> Entries supplied:
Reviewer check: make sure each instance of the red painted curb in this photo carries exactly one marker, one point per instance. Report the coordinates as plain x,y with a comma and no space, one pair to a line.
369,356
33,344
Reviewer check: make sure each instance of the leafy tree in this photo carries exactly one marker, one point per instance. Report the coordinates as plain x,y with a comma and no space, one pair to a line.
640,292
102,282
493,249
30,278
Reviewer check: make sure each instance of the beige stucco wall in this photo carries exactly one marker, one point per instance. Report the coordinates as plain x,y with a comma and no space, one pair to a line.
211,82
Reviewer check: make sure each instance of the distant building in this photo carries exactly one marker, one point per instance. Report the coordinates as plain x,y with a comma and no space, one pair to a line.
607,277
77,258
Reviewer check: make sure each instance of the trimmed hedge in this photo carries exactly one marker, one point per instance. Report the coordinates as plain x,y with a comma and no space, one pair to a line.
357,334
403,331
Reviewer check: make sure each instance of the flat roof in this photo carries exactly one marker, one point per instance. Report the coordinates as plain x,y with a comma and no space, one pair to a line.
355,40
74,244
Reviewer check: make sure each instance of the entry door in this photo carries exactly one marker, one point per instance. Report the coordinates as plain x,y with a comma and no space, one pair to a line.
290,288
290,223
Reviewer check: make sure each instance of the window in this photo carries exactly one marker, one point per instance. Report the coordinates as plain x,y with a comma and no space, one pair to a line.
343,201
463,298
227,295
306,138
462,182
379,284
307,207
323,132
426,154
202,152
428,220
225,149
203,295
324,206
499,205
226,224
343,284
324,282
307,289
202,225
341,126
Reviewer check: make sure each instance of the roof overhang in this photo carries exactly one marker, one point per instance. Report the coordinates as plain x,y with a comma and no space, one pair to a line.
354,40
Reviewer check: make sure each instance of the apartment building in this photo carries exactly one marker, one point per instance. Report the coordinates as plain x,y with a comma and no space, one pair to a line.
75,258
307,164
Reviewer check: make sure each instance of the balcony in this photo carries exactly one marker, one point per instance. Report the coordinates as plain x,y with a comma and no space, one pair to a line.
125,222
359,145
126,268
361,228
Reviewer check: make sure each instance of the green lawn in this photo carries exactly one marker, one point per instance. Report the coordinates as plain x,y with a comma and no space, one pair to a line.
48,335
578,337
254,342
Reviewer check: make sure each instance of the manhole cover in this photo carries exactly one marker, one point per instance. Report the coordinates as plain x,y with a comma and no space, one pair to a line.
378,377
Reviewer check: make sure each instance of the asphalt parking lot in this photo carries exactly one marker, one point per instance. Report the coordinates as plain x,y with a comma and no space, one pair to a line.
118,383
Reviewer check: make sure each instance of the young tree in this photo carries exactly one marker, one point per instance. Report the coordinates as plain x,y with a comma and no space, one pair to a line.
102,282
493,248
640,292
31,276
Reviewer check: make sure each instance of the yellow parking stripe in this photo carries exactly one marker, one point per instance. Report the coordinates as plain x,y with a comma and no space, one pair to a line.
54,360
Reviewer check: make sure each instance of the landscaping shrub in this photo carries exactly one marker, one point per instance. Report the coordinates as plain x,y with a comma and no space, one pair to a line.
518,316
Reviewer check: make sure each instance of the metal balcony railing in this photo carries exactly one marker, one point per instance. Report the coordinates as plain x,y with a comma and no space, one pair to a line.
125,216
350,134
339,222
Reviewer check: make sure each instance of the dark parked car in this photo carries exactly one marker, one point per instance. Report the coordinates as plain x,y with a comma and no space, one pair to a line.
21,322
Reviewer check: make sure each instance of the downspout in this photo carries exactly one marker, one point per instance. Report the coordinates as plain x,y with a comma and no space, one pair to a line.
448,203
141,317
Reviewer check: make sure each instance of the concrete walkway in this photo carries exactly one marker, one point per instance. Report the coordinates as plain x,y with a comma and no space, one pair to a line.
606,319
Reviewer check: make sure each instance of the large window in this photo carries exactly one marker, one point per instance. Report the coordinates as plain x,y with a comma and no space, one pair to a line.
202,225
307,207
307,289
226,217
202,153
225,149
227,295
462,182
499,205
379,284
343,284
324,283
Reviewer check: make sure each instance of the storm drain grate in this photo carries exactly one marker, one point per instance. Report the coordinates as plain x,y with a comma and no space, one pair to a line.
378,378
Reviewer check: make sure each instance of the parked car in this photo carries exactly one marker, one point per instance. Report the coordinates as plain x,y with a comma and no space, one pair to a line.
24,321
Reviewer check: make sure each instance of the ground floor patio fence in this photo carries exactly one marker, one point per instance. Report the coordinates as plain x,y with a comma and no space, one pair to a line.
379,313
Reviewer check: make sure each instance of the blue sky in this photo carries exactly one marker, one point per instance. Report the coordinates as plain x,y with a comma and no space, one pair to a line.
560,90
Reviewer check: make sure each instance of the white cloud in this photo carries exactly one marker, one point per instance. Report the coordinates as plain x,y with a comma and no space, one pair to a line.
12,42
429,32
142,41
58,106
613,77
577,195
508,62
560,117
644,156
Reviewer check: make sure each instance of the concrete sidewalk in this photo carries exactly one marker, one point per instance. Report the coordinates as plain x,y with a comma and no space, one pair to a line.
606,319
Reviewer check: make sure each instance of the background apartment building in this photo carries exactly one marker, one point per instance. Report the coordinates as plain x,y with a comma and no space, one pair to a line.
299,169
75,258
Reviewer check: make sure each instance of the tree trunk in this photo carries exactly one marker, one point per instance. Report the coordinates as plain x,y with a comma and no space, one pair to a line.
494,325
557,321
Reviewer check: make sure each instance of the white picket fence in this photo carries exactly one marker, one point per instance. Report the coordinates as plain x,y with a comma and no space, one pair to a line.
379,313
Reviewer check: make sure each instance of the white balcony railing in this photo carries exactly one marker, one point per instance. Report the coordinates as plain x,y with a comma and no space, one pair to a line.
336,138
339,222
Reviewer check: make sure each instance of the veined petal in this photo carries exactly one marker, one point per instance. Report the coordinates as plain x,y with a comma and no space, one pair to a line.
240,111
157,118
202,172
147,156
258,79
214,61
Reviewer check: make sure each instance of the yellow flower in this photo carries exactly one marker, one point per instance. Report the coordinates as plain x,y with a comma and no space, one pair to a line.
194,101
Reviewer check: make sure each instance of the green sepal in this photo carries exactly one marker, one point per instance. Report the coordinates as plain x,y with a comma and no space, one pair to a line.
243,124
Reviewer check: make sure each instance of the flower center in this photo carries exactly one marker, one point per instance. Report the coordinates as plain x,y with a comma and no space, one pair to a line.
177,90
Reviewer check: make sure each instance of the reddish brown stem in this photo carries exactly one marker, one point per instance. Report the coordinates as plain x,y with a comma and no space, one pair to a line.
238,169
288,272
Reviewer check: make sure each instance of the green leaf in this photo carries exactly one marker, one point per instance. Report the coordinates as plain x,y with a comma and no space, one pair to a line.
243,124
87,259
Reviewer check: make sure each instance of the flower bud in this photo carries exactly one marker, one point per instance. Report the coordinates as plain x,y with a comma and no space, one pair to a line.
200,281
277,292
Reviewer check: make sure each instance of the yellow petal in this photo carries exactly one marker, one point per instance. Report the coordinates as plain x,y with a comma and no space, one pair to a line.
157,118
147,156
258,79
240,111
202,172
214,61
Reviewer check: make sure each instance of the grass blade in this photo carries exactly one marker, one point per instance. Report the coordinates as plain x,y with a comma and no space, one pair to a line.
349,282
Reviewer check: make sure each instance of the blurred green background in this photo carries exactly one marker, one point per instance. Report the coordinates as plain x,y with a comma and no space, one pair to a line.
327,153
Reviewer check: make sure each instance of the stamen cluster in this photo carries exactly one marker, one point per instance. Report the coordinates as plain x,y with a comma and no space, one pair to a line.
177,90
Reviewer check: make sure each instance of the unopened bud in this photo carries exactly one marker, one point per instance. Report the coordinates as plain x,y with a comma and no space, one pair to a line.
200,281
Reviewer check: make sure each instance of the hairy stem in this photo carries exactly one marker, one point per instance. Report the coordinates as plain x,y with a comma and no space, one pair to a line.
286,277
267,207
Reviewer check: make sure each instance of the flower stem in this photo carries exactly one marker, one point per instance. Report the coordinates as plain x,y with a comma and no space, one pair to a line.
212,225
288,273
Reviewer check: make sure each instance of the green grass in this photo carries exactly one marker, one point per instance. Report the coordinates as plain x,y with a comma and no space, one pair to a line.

> Request: Output the line that contains "Reviewer check: make sure each instance of the unopened", followed by every later line in the listing, with no line omitted and none added.

> Exercise response:
Reviewer check: make sure each instance of the unopened bud in this photo carries exactly one marker, one point per instance. Report the coordinates as plain x,y with a comma and no space, one pair to a line.
200,281
Reviewer check: make sure each instance of the hairy stem in this photo carries exactly one marker, one point per instance. Report the coordinates as plain x,y with a comma and no space, one pair to a line.
286,277
267,207
Reviewer check: make sure each instance of the flower stem in this photo carries exactly one marker, one point per instance. Report the coordinates as plain x,y with a comma and no space, one pair to a line.
212,225
288,273
Reviewer check: make sure each instance of the green grass in this photo carries exactly one marker, one point per instance. Report the coordinates as plain x,y with a comma and no space, one pair to a line.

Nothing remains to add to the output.